--- Start of Extracted text ---
Single by Common

from the album Relativity Urban Assault
- B-side: "The Real Weight"
- Released: September 10, 1996
- Recorded: 1995
- Genre: Midwestern hip-hop; hardcore hip-hop;
- Length: 4:00
- Label: Relativity
- Songwriters: Lonnie Lynn; Pete Phillips;
- Producer: Pete Rock

Common singles chronology
| "Resurrection" (1995) | "The Bitch in Yoo" (1996) | "Retrospect for Life" (1997) |

= The Bitch in Yoo =

1996 song by Common

"The Bitch in Yoo" is a song released by rapper Common in 1996. The song is a diss track towards rapper Ice Cube. The song first appeared on the Relativity Records compilation Relativity Urban Assault and later on Roc Raida's Crossfaderz. It was also performed live alongside De La Soul on their album Live at Tramps, NYC, 1996. The b-side of "The Bitch in Yoo" is "The Real Weight", a solo track by No I.D. The song has been deemed by The Ringer as one of the greatest diss tracks of all time and by Revolt as one of Pete Rock's most legendary beats.

== Overview ==

=== History ===
In Common's song "I Used to Love H.E.R.", the rapper partially blamed hip hop's change from pro-black music to street music on its domination by West Coast Gangsta rap. In particular, the line "I wasn't salty: she was with the boys in the hood" alluded to the film Boyz n the Hood (set in South Central, Los Angeles), a movie starring Ice Cube. This caused Ice Cube to diss Common in Mack 10's song "Westside Slaughterhouse". Common ignored it at first but then saw Ice Cube, Mack 10 and WC on BET dissing him to which Common then responded with his diss track "The Bitch in Yoo." Ice Cube then dissed Common in Westside Connection's song "Hoo-Bangin' (WSCG Style)".
--- End of Extracted text ---
● **Work required**
Please pick up the article on Common's song "The Bitch in Yoo" at the point where it stops and keep writing it. The records that come next have no connection to the song article.
--- Start of Excerpted data ---
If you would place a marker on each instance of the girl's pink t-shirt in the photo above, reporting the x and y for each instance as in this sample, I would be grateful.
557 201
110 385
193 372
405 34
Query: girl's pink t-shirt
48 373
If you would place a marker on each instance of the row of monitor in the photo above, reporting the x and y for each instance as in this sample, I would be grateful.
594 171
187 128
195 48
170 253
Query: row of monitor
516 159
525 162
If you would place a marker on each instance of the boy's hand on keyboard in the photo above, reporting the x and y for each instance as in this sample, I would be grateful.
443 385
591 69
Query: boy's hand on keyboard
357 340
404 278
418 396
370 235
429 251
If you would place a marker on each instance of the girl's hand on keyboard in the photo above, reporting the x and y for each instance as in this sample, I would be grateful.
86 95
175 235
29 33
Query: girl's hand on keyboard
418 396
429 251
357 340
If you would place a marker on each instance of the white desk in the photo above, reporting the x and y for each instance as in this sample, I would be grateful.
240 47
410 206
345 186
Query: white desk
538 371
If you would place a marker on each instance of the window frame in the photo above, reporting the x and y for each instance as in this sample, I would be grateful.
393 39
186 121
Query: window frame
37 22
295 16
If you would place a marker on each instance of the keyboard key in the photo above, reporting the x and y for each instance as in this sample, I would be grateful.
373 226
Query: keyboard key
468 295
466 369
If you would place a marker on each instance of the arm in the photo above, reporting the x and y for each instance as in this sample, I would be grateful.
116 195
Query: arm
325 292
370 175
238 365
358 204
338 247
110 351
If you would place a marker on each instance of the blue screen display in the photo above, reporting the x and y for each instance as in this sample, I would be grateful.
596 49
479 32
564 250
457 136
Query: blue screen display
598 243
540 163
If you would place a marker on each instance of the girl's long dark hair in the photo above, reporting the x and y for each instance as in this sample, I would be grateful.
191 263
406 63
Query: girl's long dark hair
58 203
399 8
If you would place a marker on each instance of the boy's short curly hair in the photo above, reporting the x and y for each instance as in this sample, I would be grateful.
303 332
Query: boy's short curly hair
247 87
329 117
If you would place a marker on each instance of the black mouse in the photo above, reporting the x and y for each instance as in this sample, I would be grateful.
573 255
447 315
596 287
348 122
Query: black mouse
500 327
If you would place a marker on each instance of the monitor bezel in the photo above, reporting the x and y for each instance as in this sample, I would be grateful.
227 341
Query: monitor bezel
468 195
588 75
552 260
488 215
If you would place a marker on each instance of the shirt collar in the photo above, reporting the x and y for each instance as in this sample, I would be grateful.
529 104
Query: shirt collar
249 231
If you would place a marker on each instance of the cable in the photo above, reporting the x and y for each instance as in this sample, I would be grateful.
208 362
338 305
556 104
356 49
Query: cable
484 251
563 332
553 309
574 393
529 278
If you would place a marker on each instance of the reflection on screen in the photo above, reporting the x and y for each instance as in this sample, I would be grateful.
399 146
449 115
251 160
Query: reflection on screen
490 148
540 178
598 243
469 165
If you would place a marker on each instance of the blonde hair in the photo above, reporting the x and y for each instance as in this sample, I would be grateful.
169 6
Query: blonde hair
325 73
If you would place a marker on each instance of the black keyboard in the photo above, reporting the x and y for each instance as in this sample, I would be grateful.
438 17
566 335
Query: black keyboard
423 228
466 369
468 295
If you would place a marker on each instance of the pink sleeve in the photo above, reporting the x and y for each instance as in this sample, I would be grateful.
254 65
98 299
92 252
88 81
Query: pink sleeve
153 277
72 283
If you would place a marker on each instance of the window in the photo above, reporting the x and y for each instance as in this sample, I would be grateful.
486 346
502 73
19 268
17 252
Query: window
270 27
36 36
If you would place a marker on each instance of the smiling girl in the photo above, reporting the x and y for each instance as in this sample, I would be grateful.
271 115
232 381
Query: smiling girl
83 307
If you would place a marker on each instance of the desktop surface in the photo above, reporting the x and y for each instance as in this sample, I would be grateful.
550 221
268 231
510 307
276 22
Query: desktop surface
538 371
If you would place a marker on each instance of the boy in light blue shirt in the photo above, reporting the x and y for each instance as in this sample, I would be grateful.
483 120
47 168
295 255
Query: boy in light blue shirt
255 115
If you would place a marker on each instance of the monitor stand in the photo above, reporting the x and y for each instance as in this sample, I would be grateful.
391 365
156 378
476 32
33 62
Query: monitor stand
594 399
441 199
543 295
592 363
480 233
--- End of Excerpted data ---
● **Response to this task**
=== Content ===
Over a beat produced by Pete Rock, Common responds to verbal attacks by Westside Connection and its lead rapper Ice Cube. He claims that Ice Cube has not released a "dope" album since AmeriKKKa's Most Wanted, that too many of Ice Cube's beats sample George Clinton songs, and that Cube took Common's lyrics from "I Used to Love H.E.R." out of context.

=== Samples ===
The song contains a sample from "Light My Fire" as performed by Julie Driscoll with Brian Auger and the Trinity. It also contains vocal samples of Raekwon from the track "Eye for a Eye (Your Beef Is Mines)" by Mobb Deep, and "Suspended in Time" by Group Home, as well as a scratched vocal sample from the song "A Bitch Iz A Bitch", by N.W.A. The end of the song incorporates a scratched vocal sample from the movie "The Five Heartbeats." The opening of the song is taken from the film "The Education of Sonny Carson" scene where a leader of The Hawks Gang proclaims their superiority over the rival Lords.

==Track listing==

===A-side===
1. "The Bitch in Yoo (W/O Intro)" (3:46)
2. "The Bitch in Yoo (W/ Intro Flip)" (4:00)
3. "The Bitch in Yoo (Street Version)" (4:00)

===B-side===
1. "The Real Weight" (3:55)
2. "The Real Weight (Instrumental Version)" (3:55)
3. "The Bitch in Yoo (Instrumental Version)" (3:46)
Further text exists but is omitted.